As told by Roger Conklin

I am glad to share my early experience as an equipment installer.

In 1951, I was in my junior year as a pre-engineering student at Kalamazoo College. I had been admitted to the University of Michigan School of Engineering for that fall, but needed to work to have the money to pay tuition, room and board. In those days there were no such things as student loans, so you either needed parents who could pay the cost, or you had to work your way through college. My folks didn't have the money. I had worked prior summers for various small independent telephone companies who provided magneto service in the areas near Battle Creek and Kalamazoo, and had a job lined up for the summer of 1951. The school year was drawing to a close in May 1951 when I saw a classified ad in Telephony magazine from Kellogg Switchboard and Supply Co. in Chicago which read: "Wanted, experienced equipment installers or qualified trainees." It gave the address in Chicago to send in an application.

Instead of writing, I called them on the phone and was connected to Ralph Schofield, chief installer. He wrote me a letter suggesting that I come to Chicago prepared to work for the summer. The letter said he was confident a suitable arrangement could be worked out.

When school was out, I packed my suitcase, boarded the New York Central railroad in Battle Creek (closer to my home than Kalamazoo) and traveled to Chicago, getting off at the South 63rd street station. There I caught the street car going west where I got off at Cicero Avenue. I walked 3 blocks to the Kellogg plant at 6650 S. Cicero Avenue. It was right next door to the Cracker Jack factory. (I can still remember the sweet smell of the sugary brown syrup they poured over popcorn to make Cracker Jack). It was also close to Midway airport. This was my first trip out of Michigan.

We did work out a satisfactory arrangement and in a day or two I was off to my first assignment, which was to assist in the installation of a new Kellogg 4 position full-feature common battery switchboard in Fortville, Indiana, just outside of Indianapolis. This was a replacement for an old 2 position magneto switchboard. Fortville was becoming a bedroom community for Indianapolis so there was a lot of construction and growth going on there. I took the Greyhound bus from Chicago to Indianapolis, and then changed to a local Indiana bus line to travel to Fortville. I paid my own rail fare to Chicago, but Kellogg paid the bus fare to Fortville.

- TO BE DONE -
- a) According to the excerpt, why did the writer need a job in the summer of 1951? Answer in one to three sentences.
- b) Transcribe the part of the excerpt that opens with "Instead of writing, I" and closes with "out of Michigan.".
The lines are separate material, unrelated to the excerpt.

- DATA SUPPLIED -
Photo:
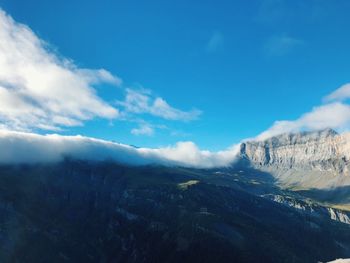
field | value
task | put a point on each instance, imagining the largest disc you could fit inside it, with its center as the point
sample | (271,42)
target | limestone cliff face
(325,153)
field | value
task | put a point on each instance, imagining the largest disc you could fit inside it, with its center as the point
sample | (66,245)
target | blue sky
(236,66)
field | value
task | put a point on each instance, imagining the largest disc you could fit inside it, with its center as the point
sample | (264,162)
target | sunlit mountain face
(174,132)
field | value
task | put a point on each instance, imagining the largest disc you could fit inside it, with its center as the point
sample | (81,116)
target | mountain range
(284,199)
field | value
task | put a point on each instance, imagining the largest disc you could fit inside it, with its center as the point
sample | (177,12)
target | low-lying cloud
(334,113)
(30,148)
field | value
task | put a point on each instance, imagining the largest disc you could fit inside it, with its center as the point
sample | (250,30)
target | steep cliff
(308,160)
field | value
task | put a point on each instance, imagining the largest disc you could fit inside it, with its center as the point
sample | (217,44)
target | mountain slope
(104,212)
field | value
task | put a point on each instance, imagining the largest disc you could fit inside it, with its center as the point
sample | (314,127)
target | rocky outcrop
(311,159)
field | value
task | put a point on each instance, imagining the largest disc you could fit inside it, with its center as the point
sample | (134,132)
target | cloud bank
(334,113)
(30,148)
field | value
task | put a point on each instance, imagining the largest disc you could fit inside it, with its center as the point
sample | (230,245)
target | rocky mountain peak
(320,152)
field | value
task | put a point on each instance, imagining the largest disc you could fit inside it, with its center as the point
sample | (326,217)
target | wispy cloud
(281,45)
(215,42)
(143,129)
(340,94)
(38,89)
(143,102)
(19,147)
(332,114)
(42,90)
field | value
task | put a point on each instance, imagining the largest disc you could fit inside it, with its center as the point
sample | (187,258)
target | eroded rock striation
(310,159)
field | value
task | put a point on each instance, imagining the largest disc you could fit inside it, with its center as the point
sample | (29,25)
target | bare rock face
(310,159)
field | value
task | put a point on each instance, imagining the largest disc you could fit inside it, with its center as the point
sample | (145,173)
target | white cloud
(20,147)
(281,45)
(215,42)
(335,115)
(143,129)
(340,94)
(38,89)
(142,101)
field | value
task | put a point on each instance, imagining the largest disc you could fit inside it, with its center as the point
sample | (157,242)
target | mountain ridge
(319,159)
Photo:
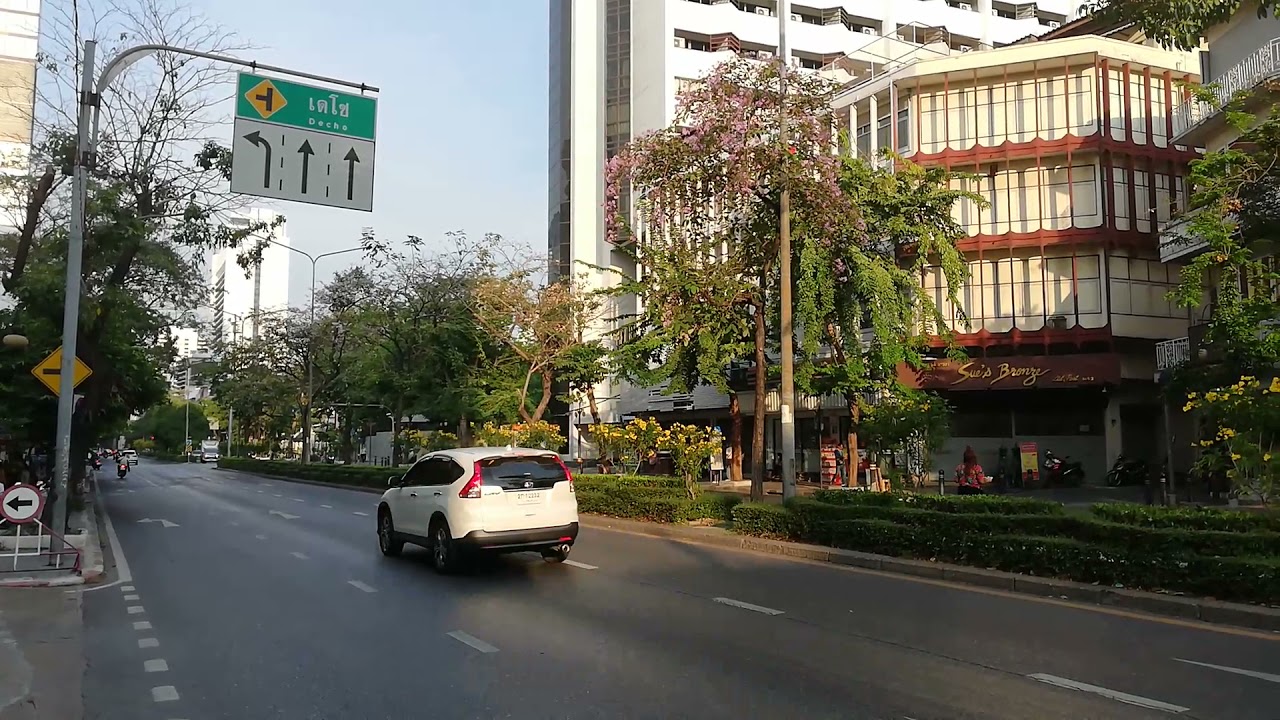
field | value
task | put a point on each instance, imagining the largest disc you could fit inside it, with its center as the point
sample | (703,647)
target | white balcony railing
(1264,63)
(1173,352)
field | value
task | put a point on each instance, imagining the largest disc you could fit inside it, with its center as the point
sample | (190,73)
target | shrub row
(654,504)
(1072,527)
(1225,578)
(988,504)
(1188,518)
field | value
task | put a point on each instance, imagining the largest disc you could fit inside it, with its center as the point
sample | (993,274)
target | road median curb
(1175,606)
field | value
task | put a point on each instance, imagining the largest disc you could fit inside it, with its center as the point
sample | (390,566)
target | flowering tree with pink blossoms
(696,205)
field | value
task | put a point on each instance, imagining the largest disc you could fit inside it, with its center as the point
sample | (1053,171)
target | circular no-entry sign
(22,504)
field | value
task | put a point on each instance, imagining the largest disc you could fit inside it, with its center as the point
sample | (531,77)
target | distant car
(458,502)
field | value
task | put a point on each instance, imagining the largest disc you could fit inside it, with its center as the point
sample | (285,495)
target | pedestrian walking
(969,475)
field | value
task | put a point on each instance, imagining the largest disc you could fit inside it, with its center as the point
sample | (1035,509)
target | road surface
(248,597)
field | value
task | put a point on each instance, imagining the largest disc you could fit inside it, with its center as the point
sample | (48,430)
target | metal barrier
(42,541)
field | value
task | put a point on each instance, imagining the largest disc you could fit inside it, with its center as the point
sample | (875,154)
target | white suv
(480,499)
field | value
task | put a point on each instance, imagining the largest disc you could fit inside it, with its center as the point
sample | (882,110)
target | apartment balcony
(1197,122)
(1173,352)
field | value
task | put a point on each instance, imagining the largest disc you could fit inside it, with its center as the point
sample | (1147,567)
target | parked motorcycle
(1063,472)
(1127,472)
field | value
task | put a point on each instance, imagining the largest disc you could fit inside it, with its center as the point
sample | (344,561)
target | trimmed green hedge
(1188,518)
(967,504)
(1252,579)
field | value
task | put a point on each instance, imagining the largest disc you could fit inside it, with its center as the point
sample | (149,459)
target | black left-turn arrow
(306,162)
(256,139)
(16,502)
(351,158)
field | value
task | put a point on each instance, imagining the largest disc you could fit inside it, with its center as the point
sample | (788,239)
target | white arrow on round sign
(22,504)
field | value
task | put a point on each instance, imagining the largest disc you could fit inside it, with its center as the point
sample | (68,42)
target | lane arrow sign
(351,158)
(306,162)
(163,523)
(256,139)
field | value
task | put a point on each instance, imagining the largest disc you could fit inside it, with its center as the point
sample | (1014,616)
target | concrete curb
(1253,616)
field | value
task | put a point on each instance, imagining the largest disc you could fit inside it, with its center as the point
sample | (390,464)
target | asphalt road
(252,598)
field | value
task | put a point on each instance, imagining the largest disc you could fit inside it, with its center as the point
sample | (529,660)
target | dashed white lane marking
(1107,693)
(760,609)
(1256,674)
(164,693)
(471,641)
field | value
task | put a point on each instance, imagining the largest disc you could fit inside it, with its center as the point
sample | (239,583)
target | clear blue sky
(462,113)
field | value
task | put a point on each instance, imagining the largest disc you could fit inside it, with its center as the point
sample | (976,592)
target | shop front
(1065,404)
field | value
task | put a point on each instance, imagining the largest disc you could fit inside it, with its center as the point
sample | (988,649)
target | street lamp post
(90,108)
(311,365)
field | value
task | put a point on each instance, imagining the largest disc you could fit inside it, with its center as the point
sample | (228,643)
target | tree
(707,190)
(1178,23)
(859,288)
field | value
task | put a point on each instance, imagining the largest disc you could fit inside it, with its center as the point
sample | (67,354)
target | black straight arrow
(306,162)
(351,158)
(256,139)
(14,504)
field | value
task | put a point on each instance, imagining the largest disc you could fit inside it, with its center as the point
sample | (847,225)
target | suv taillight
(567,474)
(472,487)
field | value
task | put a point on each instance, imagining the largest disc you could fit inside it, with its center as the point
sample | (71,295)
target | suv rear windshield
(525,472)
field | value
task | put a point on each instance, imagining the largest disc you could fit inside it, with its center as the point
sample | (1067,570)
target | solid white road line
(1256,674)
(1107,693)
(746,606)
(471,641)
(164,693)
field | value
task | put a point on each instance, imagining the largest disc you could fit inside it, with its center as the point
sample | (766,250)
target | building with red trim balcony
(1069,141)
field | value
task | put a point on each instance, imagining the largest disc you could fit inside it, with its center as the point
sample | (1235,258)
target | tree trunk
(544,400)
(760,396)
(735,438)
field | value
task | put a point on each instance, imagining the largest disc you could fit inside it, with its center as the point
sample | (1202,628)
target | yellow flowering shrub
(1240,425)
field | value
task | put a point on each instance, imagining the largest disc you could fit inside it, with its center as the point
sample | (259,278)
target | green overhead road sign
(305,106)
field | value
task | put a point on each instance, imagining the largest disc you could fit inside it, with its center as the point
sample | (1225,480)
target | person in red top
(969,474)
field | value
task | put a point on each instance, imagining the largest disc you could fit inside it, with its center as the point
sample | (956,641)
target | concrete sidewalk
(41,655)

- RESULTS IN ORDER -
- a) He needed money to pay his tuition, room and board at the University of Michigan School of Engineering. At that time there were no student loans, and his parents didn't have the money, so he had to work his way through college.

- b)
Instead of writing, I called them on the phone and was connected to Ralph Schofield, chief installer. He wrote me a letter suggesting that I come to Chicago prepared to work for the summer. The letter said he was confident a suitable arrangement could be worked out.

When school was out, I packed my suitcase, boarded the New York Central railroad in Battle Creek (closer to my home than Kalamazoo) and traveled to Chicago, getting off at the South 63rd street station. There I caught the street car going west where I got off at Cicero Avenue. I walked 3 blocks to the Kellogg plant at 6650 S. Cicero Avenue. It was right next door to the Cracker Jack factory. (I can still remember the sweet smell of the sugary brown syrup they poured over popcorn to make Cracker Jack). It was also close to Midway airport. This was my first trip out of Michigan.